> **任务 A**:
把这段摘要里从“针对城郊农田土壤中多环芳烃和”开始、到“物强化修复技术有待深入研究。”结束的部分重新写出来，并把其中的“降解菌”换成“降解细菌”。
> **任务 B**:
根据这段摘要，培养90天后，只接种降解菌的B处理中芘的降解率是多少？

中文摘要：

针对城郊农田土壤中多环芳烃和抗生素复合污染的新特征,通过室内模拟土培实验,研究四环素（Tetracycline,TC）胁迫下,降解菌Sphingobium sp.PHE3对长三角典型农田土壤中芘的降解效果和影响机制。研究表明,接种降解菌处理（B）能明显促进土壤中芘的降解,TC的引入可显著抑制土壤中芘的深度降解过程（P〈0.05）。经过90天培养后,B处理与接菌＋添加TC处理（BTC）的降解率分别为40.1%、25.7%,较对照分别提高了23.0倍、14.1倍。通过土壤微生物群落结构多样性分析发现,降解菌数量在经历90天的土壤环境适应期后逐渐快速增加,其数量变化与污染物芘在土壤中含量消减趋势呈负相关;引入芘和四环素对土壤细菌群落结构多样性和功能稳定性具有显著影响（P〈0.05）,然而对土壤真菌群落影响不显著（P〉0.05）。此外,B和BTC处理条件下,土壤过氧化氢酶活性、荧光素二乙酸酯酶活性和土壤微生物生物量碳氮值显著高于单独添加芘处理（P）和单独添加TC处理（TC）,但P处理与TC处理之间无显著差异（P〉0.05）,说明外源污染物（芘或四环素）对于土壤酶活性和微生物生物量碳氮具有显著抑制作用（P〈0.05）,致使降解菌功能作用受到抑制。综上研究结果表明TC可明显抑制土壤中典型四环多环芳烃的微生物降解过程,针对多环芳烃与抗生素复合有机污染农田土壤的微生物强化修复技术有待深入研究。

[已存记录]
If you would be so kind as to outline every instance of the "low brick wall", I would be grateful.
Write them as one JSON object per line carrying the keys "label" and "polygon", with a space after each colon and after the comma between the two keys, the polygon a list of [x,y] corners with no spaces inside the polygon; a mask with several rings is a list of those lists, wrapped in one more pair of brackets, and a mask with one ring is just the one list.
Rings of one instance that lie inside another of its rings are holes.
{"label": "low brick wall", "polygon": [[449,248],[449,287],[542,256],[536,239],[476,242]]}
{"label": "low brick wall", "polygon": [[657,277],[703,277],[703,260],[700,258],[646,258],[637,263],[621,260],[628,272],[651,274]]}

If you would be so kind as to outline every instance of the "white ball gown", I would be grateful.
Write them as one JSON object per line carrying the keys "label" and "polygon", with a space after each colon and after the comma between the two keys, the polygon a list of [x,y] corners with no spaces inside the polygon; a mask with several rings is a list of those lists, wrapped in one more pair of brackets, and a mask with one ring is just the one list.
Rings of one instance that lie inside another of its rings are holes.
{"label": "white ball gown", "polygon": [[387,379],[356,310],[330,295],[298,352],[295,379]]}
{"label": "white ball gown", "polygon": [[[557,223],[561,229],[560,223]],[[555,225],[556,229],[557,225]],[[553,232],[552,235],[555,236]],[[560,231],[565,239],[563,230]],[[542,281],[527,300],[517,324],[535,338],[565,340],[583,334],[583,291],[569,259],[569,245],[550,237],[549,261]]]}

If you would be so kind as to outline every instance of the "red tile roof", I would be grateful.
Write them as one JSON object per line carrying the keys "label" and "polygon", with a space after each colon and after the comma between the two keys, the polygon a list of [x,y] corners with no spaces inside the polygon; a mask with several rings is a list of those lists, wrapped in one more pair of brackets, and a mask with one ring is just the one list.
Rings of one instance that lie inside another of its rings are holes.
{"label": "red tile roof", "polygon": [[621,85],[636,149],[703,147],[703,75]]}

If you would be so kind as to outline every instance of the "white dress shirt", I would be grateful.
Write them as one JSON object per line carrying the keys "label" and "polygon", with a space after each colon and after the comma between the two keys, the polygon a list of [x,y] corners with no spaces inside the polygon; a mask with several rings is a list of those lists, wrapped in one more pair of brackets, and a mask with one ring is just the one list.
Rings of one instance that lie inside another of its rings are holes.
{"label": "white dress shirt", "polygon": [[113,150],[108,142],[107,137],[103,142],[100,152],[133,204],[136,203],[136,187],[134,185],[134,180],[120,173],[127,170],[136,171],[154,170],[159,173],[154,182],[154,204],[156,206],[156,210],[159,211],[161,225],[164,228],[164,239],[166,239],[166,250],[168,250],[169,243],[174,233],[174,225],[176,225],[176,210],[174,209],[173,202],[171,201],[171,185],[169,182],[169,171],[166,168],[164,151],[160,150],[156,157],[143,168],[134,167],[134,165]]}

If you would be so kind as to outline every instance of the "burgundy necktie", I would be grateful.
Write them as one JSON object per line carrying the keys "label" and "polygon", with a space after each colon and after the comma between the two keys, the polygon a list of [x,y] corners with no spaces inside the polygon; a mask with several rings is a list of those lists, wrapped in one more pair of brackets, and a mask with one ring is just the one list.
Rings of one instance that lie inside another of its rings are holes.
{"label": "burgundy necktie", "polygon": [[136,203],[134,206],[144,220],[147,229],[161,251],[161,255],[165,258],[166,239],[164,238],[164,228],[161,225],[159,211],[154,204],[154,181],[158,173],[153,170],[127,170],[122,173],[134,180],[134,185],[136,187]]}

> **书面回答 A**:
针对城郊农田土壤中多环芳烃和抗生素复合污染的新特征,通过室内模拟土培实验,研究四环素（Tetracycline,TC）胁迫下,降解细菌Sphingobium sp.PHE3对长三角典型农田土壤中芘的降解效果和影响机制。研究表明,接种降解细菌处理（B）能明显促进土壤中芘的降解,TC的引入可显著抑制土壤中芘的深度降解过程（P〈0.05）。经过90天培养后,B处理与接菌＋添加TC处理（BTC）的降解率分别为40.1%、25.7%,较对照分别提高了23.0倍、14.1倍。通过土壤微生物群落结构多样性分析发现,降解细菌数量在经历90天的土壤环境适应期后逐渐快速增加,其数量变化与污染物芘在土壤中含量消减趋势呈负相关;引入芘和四环素对土壤细菌群落结构多样性和功能稳定性具有显著影响（P〈0.05）,然而对土壤真菌群落影响不显著（P〉0.05）。此外,B和BTC处理条件下,土壤过氧化氢酶活性、荧光素二乙酸酯酶活性和土壤微生物生物量碳氮值显著高于单独添加芘处理（P）和单独添加TC处理（TC）,但P处理与TC处理之间无显著差异（P〉0.05）,说明外源污染物（芘或四环素）对于土壤酶活性和微生物生物量碳氮具有显著抑制作用（P〈0.05）,致使降解细菌功能作用受到抑制。综上研究结果表明TC可明显抑制土壤中典型四环多环芳烃的微生物降解过程,针对多环芳烃与抗生素复合有机污染农田土壤的微生物强化修复技术有待深入研究。

> **书面回答 B**:
40.1%。